If this doesn't turn out to be overblown sensationalism, then the team behind this (actual!) cure probably deserves a Nobel for their efforts and results.
They don't deserve a Nobel because the idea has been obvious in medicine for years. They just got very lucky in being able to deliver a confirmed CCR5 delta 32+ bone marrow transplant to someone with HIV in a medically responsible way.
Curing HIV is an incredible thing to have accomplished but the confirmation of a successful surgery from 3 years ago doesn't advance the bounds of scientific knowledge as much as it was might seem when you see a story like this in the news.
> They don't deserve a Nobel because the idea has been obvious in medicine for years.
What's your science background/what's your degree in? This really wasn't obvious. It was an open question as to whether or not other cells that were latently infected could produce a new infection via the other co-receptor (CXCR4).

^^^^^^^^

## EXERCISE TASKS
1: Answer these about the comment thread about the HIV cure:
(a) What kind of transplant was delivered to someone with HIV?
(b) How long ago was the surgery whose success has now been confirmed?
(c) Which other co-receptor does the last comment name?
2: Quote every sentence in the comment thread about the HIV cure that contains the word "Nobel," counting a sentence again each time it appears.
The items that follow have nothing to do with the comment thread about the HIV cure.

^^^^^^^^

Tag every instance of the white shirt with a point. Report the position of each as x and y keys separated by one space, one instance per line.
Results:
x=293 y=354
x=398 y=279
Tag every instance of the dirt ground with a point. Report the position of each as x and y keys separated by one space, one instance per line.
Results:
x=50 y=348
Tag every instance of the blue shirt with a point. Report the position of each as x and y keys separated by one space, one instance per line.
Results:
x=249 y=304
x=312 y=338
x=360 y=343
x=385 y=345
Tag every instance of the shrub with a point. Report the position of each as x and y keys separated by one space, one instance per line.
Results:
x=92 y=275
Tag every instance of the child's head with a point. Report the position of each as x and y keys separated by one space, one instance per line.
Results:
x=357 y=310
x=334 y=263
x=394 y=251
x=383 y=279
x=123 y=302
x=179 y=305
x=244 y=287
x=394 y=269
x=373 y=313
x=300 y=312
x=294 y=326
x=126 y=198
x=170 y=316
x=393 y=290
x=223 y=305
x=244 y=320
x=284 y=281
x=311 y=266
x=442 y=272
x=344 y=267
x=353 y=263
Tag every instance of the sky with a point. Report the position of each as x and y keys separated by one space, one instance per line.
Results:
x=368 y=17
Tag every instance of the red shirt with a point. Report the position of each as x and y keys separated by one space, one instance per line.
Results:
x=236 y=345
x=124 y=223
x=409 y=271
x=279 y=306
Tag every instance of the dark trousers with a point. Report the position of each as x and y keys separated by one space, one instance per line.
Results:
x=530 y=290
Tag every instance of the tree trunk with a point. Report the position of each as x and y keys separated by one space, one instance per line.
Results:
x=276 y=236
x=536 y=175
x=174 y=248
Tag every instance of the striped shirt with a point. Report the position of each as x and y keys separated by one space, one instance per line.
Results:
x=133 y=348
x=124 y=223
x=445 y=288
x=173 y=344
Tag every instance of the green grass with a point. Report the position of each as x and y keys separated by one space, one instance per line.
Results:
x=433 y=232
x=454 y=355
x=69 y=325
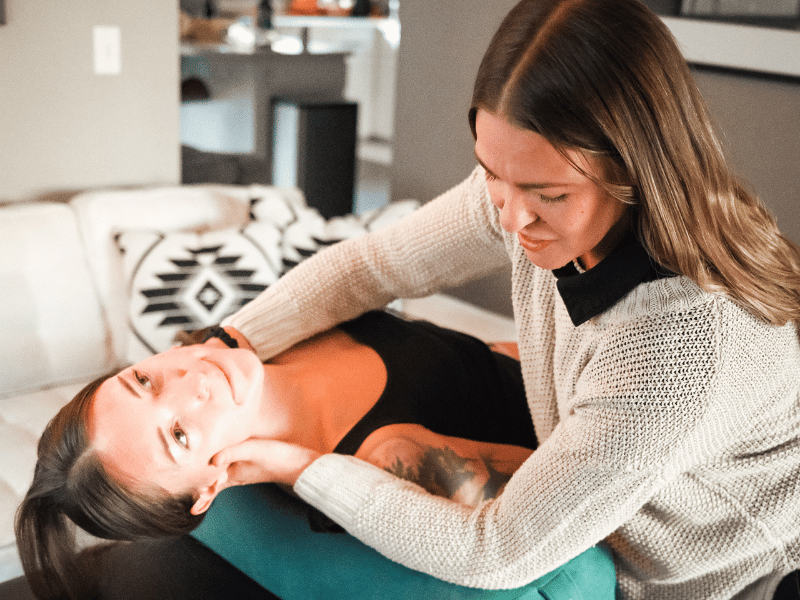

^^^^^^^^

## SOLUTION SET
1:
(a) A confirmed CCR5 delta 32+ bone marrow transplant.
(b) 3 years ago.
(c) CXCR4.

2:
1. "If this doesn't turn out to be overblown sensationalism, then the team behind this (actual!) cure probably deserves a Nobel for their efforts and results."
2. "They don't deserve a Nobel because the idea has been obvious in medicine for years."
3. "They don't deserve a Nobel because the idea has been obvious in medicine for years." (quoted again in the last comment)